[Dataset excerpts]
== == ==

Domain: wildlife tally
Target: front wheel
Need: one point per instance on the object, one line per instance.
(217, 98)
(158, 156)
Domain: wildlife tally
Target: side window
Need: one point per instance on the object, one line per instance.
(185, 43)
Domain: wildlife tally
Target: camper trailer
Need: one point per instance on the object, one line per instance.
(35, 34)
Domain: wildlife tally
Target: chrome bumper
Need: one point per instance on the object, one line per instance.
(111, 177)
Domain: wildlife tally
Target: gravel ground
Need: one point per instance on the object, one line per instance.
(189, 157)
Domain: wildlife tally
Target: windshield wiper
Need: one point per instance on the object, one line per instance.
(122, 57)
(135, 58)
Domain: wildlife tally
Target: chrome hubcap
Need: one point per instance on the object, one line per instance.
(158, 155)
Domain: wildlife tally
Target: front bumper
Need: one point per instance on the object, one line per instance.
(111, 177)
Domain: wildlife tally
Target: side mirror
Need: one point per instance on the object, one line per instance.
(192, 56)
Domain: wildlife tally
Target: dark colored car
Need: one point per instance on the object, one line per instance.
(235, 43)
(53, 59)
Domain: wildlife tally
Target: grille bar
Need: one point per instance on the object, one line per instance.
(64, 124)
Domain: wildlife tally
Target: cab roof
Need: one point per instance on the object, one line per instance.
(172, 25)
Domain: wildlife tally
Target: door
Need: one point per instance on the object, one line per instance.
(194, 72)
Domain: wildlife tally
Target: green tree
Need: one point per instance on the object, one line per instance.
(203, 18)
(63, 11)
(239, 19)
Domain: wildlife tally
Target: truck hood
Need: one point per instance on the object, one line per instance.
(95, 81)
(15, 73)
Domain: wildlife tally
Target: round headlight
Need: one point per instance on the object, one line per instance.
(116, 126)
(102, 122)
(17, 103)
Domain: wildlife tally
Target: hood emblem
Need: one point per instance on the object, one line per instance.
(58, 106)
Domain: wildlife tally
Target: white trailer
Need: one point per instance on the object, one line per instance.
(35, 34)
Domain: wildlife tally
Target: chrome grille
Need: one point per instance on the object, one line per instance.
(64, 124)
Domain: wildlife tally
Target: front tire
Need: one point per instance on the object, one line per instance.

== == ==

YOUR ASSIGNMENT. Every line above that holds "side" should be copied out.

RESULT.
Target: side window
Target: side mirror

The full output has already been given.